Description of the task - Transcribe the entries below exactly from their first line through the line containing "[locate] brick wall", and let no picture into the copy.

○ ○ ○ ○ ○

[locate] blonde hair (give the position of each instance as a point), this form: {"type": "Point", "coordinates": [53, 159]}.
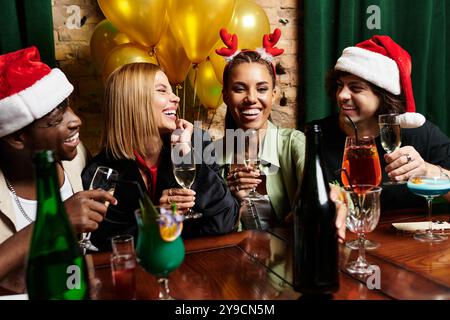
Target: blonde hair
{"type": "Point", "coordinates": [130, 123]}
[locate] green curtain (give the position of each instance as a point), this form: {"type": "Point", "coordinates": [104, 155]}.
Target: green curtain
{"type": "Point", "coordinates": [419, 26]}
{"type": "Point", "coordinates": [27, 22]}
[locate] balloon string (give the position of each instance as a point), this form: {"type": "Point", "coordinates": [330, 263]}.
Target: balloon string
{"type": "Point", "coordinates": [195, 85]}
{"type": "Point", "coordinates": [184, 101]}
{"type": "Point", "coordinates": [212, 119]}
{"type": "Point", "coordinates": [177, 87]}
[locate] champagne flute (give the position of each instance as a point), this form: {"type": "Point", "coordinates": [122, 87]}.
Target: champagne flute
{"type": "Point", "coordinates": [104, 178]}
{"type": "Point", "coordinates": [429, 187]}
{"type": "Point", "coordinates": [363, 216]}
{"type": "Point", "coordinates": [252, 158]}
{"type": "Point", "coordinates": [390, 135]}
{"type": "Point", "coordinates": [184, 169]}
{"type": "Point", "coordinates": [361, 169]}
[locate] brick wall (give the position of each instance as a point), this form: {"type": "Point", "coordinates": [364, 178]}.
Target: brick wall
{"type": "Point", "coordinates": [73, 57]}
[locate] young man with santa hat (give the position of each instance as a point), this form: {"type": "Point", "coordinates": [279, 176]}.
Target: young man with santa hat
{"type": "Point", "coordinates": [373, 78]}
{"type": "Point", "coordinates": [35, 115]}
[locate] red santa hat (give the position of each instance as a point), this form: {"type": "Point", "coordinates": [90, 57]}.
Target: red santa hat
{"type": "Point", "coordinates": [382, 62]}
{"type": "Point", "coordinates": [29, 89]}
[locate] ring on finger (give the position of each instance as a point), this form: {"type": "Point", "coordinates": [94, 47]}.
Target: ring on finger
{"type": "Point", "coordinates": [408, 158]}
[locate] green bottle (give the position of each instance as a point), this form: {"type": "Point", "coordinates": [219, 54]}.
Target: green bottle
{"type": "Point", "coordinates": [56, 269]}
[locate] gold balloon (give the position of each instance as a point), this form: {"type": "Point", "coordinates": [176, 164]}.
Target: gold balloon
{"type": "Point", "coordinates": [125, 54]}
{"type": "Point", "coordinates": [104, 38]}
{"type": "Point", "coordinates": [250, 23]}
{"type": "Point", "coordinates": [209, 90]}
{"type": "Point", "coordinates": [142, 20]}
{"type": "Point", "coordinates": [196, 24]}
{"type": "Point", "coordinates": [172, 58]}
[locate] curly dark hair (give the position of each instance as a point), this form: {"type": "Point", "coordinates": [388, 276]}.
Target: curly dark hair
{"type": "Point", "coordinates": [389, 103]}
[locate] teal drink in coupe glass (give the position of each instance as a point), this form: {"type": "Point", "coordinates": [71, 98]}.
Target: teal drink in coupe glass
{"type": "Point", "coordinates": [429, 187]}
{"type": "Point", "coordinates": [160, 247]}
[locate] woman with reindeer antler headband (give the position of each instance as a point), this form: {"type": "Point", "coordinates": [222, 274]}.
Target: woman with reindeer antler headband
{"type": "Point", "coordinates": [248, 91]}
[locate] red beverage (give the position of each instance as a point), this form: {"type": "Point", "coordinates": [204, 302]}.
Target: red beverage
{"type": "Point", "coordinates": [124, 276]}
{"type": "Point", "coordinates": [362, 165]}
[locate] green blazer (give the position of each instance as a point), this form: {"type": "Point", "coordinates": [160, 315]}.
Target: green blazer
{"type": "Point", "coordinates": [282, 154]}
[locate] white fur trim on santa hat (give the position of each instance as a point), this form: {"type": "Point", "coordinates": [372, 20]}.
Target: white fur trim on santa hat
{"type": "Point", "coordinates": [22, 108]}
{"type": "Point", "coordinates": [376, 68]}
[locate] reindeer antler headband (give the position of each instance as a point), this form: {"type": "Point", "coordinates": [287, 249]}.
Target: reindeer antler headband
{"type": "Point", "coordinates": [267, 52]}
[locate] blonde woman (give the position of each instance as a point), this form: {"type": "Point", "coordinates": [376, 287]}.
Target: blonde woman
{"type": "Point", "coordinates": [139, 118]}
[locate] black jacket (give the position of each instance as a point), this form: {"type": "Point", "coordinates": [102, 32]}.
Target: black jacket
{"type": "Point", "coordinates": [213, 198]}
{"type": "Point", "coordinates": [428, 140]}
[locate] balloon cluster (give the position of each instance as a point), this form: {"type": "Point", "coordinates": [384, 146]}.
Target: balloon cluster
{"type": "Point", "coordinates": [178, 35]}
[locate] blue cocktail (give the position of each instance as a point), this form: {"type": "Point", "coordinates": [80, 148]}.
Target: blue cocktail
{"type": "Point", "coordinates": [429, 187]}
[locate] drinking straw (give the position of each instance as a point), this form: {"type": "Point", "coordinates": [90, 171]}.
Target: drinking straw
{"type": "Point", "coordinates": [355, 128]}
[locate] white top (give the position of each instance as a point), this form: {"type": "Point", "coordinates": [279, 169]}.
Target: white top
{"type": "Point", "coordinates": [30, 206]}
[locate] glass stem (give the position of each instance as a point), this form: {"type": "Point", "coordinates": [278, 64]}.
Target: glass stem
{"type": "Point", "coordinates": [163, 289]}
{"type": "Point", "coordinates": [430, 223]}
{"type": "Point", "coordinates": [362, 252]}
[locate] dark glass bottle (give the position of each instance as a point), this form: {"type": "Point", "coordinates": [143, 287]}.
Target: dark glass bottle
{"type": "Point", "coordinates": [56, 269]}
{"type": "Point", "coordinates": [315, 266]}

○ ○ ○ ○ ○

The completed task -
[locate] blonde hair (give the position of each instance as a point), this form: {"type": "Point", "coordinates": [53, 159]}.
Target: blonde hair
{"type": "Point", "coordinates": [130, 123]}
[locate] green curtain (give the position of each instance as a point), this form: {"type": "Point", "coordinates": [104, 155]}.
Target: green curtain
{"type": "Point", "coordinates": [419, 26]}
{"type": "Point", "coordinates": [27, 22]}
[locate] balloon string (give the position of each instance as a point), this form: {"type": "Point", "coordinates": [330, 263]}.
Target: balloon string
{"type": "Point", "coordinates": [195, 85]}
{"type": "Point", "coordinates": [184, 101]}
{"type": "Point", "coordinates": [212, 119]}
{"type": "Point", "coordinates": [177, 87]}
[locate] champagne flute (give the position of each instance as a point), this form: {"type": "Point", "coordinates": [122, 87]}.
Target: champagne flute
{"type": "Point", "coordinates": [104, 178]}
{"type": "Point", "coordinates": [429, 187]}
{"type": "Point", "coordinates": [363, 216]}
{"type": "Point", "coordinates": [252, 158]}
{"type": "Point", "coordinates": [390, 135]}
{"type": "Point", "coordinates": [184, 169]}
{"type": "Point", "coordinates": [361, 169]}
[locate] brick wall (give the position of each instance as a point), this form: {"type": "Point", "coordinates": [364, 178]}.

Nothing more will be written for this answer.